* [What you are asked to do]: Leave out the pictures and repeat the rest of the material exactly.

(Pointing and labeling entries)
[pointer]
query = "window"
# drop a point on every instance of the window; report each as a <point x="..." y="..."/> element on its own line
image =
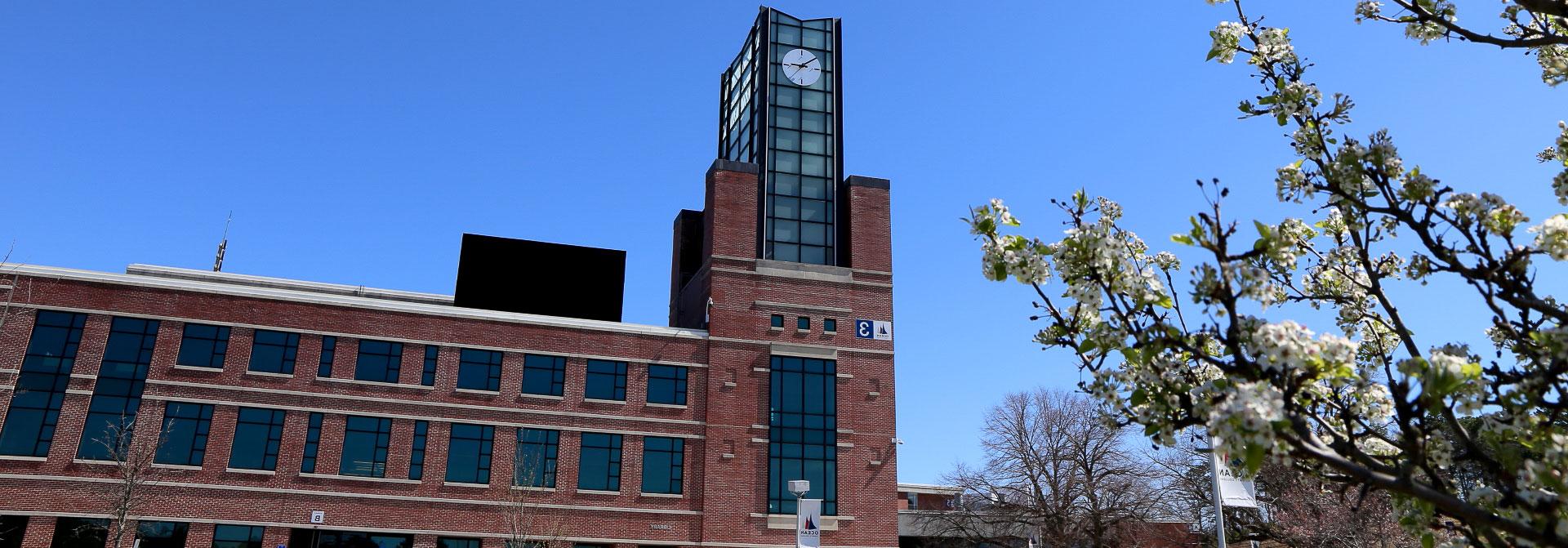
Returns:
<point x="204" y="345"/>
<point x="256" y="437"/>
<point x="666" y="385"/>
<point x="378" y="362"/>
<point x="117" y="394"/>
<point x="479" y="369"/>
<point x="543" y="376"/>
<point x="429" y="377"/>
<point x="80" y="532"/>
<point x="416" y="462"/>
<point x="366" y="446"/>
<point x="274" y="352"/>
<point x="162" y="534"/>
<point x="237" y="536"/>
<point x="313" y="443"/>
<point x="537" y="457"/>
<point x="804" y="432"/>
<point x="328" y="354"/>
<point x="41" y="385"/>
<point x="662" y="461"/>
<point x="470" y="452"/>
<point x="606" y="381"/>
<point x="599" y="466"/>
<point x="185" y="429"/>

* [Problem solution]:
[pointer]
query = "window"
# drop a point on every instance of the window; report each as a <point x="..." y="..."/> element on its own line
image =
Returns:
<point x="204" y="345"/>
<point x="256" y="437"/>
<point x="666" y="385"/>
<point x="378" y="362"/>
<point x="117" y="394"/>
<point x="479" y="369"/>
<point x="543" y="376"/>
<point x="429" y="377"/>
<point x="80" y="532"/>
<point x="416" y="462"/>
<point x="366" y="446"/>
<point x="274" y="352"/>
<point x="162" y="534"/>
<point x="237" y="536"/>
<point x="313" y="443"/>
<point x="537" y="457"/>
<point x="804" y="432"/>
<point x="328" y="354"/>
<point x="41" y="385"/>
<point x="662" y="461"/>
<point x="470" y="452"/>
<point x="606" y="381"/>
<point x="599" y="466"/>
<point x="185" y="429"/>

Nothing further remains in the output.